╭─ EXTRAIT FOURNI
L’ingénieur à la retraite Roger Desbois livre un témoignage accablant pour l’ex maire de Laval, Gilles Vaillancourt, à la commission Charbonneau. Le monarque de l’île Jésus était parfaitement au courant des stratagèmes de collusion qui ont rapporté 2,7 millions de dollars à son (défunt) parti, le PRO des Lavallois.
De 2003 à 2009, M. Desbois a collecté des ristournes de 2 % sur la valeur des contrats d’infrastructures accordés à 20 entreprises membres du cartel de la construction. M. Vaillancourt lui demandait qui était les «bons» et les «mauvais» payeurs pour sa formation.
«Il [Gilles Vaillancourt] était au courant du rôle que je jouais. Il m’a dit simplement en ces termes: “donne les pas tous au même”», a dit M. Desbois.
╰─
╭─ ENREGISTREMENTS EXTRAITS
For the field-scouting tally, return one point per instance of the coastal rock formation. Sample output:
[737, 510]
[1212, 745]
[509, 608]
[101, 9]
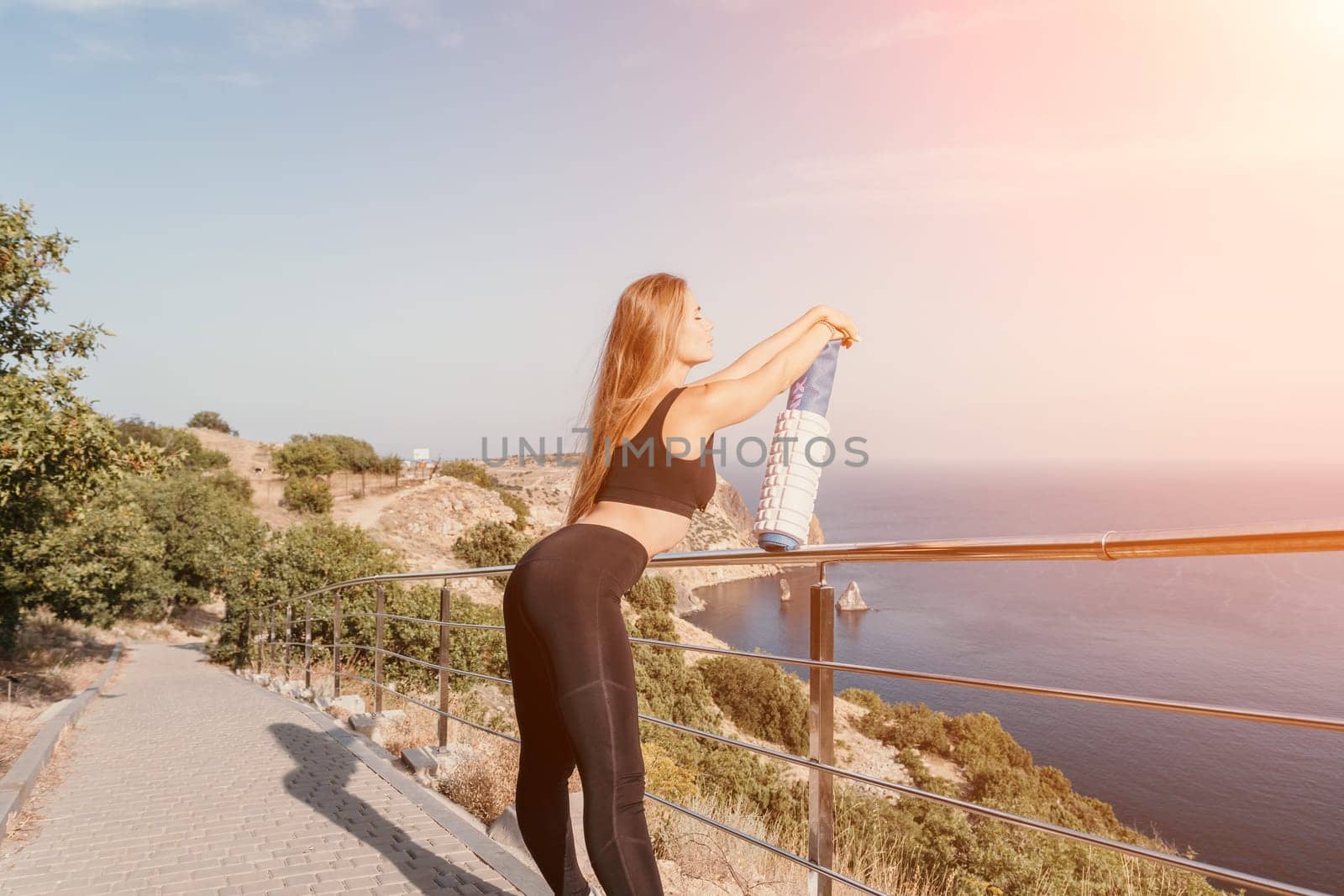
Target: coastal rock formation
[851, 600]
╰─
### CONSIGNE 1
D'après l'extrait sur la commission Charbonneau, en quoi le témoignage de Roger Desbois accable-t-il Gilles Vaillancourt ? Répondez en une à trois phrases.
### CONSIGNE 2
Répondez à ces questions sur l'extrait consacré au témoignage de Roger Desbois :
(a) Combien les stratagèmes de collusion ont-ils rapporté au parti de Gilles Vaillancourt ?
(b) Quel pourcentage de la valeur des contrats M. Desbois collectait-il, et pendant quelles années ?
(c) Quelle consigne Gilles Vaillancourt a-t-il donnée à M. Desbois, selon ce dernier ?
### CONSIGNE 3
Poursuivez l'article sur le témoignage de Roger Desbois à la commission Charbonneau après sa dernière phrase.
Les enregistrements proviennent d'une autre source que l'extrait.

### RÉPONSE 1
Selon Roger Desbois, Gilles Vaillancourt était parfaitement au courant des stratagèmes de collusion qui ont rapporté 2,7 millions de dollars à son parti, le PRO des Lavallois. L'ex-maire connaissait le rôle de M. Desbois et lui demandait qui étaient les «bons» et les «mauvais» payeurs pour sa formation.

### RÉPONSE 2
(a) 2,7 millions de dollars.
(b) 2 %, de 2003 à 2009.
(c) «donne les pas tous au même».

### RÉPONSE 3
L’ex maire aujourd’hui accusé de fraude, complot, gangstérisme, recyclage des produits de la criminalité et corruption s’est lui-même chargé des négociations pour établir la commission du collecteur de fonds occultes. «Prends 10 %», lui a finalement dit M. Vaillancourt, qui a négocié à la hausse pour le bénéfice de M. Desbois. L’ingénieur de Tecsult (aujourd’hui AECOM) s’attendait à une commission de 5 %.
M. Desbois a bénéficié de pots-de-vin de 106 200 $. À ces liasses empilées dans la voute de Tecsult, il faut ajouter des ristournes de 400 000 $ versés par les entrepreneurs, ce qui correspondait à une commission de 8 à 10 % sur les extras que M. Desbois avait la sagesse d’accorder sur les chantiers supervisés Tecsult. Total: 506 200 $.
C’est un miracle que M. Desbois ne soit pas accusé lui-même de fraude, complot et corruption. En fait, non. C’est la conséquence logique de sa collaboration avec l’escouade Marteau. Comme Jean Roberge, le directeur général adjoint suspendu avec solde, M. Desbois est un coconspirateur non accusé dans le projet Honorer. Il sera l’un des principaux témoins à charge de la Couronne dans les lointains procès à venir. Et quel témoin!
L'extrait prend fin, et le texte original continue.